◆ Task to complete: Please return the lines of the records, from the line containing "Point on each instance of the rocky" through the end of the records, inclusive, as a JSON list of strings with one string per line and blank lines left out.

◆ Exercise materials:

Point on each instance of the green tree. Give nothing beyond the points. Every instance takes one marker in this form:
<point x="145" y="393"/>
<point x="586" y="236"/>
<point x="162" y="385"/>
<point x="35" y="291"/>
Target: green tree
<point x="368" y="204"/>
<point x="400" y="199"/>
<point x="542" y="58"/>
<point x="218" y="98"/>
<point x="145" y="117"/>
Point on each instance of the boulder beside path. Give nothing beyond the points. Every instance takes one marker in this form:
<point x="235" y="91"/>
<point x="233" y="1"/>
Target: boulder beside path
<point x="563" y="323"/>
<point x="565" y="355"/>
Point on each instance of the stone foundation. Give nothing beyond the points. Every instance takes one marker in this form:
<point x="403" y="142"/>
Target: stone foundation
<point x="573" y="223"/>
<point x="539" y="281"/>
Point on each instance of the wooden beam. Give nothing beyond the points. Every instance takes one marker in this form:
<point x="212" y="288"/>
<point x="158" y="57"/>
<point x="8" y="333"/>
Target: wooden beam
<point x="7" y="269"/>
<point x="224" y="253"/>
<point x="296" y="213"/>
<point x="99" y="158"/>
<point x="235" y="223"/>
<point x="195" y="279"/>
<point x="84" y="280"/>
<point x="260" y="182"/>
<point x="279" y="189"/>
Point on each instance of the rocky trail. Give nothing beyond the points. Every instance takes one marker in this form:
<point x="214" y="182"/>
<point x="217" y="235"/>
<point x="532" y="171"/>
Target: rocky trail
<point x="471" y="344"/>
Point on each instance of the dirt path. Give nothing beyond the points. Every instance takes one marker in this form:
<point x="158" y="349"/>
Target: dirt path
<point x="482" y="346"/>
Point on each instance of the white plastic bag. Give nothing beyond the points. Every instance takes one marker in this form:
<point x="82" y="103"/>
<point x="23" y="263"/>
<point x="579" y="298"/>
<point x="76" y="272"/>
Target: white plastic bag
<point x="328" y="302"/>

◆ Full answer:
[
  "Point on each instance of the rocky trail. Give nothing beyond the points. Every instance takes one marker in this form:",
  "<point x=\"214\" y=\"182\"/>",
  "<point x=\"217\" y=\"235\"/>",
  "<point x=\"532\" y=\"171\"/>",
  "Target: rocky trail",
  "<point x=\"471\" y=\"344\"/>",
  "Point on each instance of the dirt path. Give nothing beyond the points. Every instance takes one marker in this form:",
  "<point x=\"158\" y=\"349\"/>",
  "Target: dirt path",
  "<point x=\"482\" y=\"346\"/>",
  "Point on each instance of the white plastic bag. Give nothing beyond the points. Every instance takes one marker in this form:",
  "<point x=\"82\" y=\"103\"/>",
  "<point x=\"23\" y=\"263\"/>",
  "<point x=\"579\" y=\"298\"/>",
  "<point x=\"76\" y=\"272\"/>",
  "Target: white plastic bag",
  "<point x=\"328\" y=\"302\"/>"
]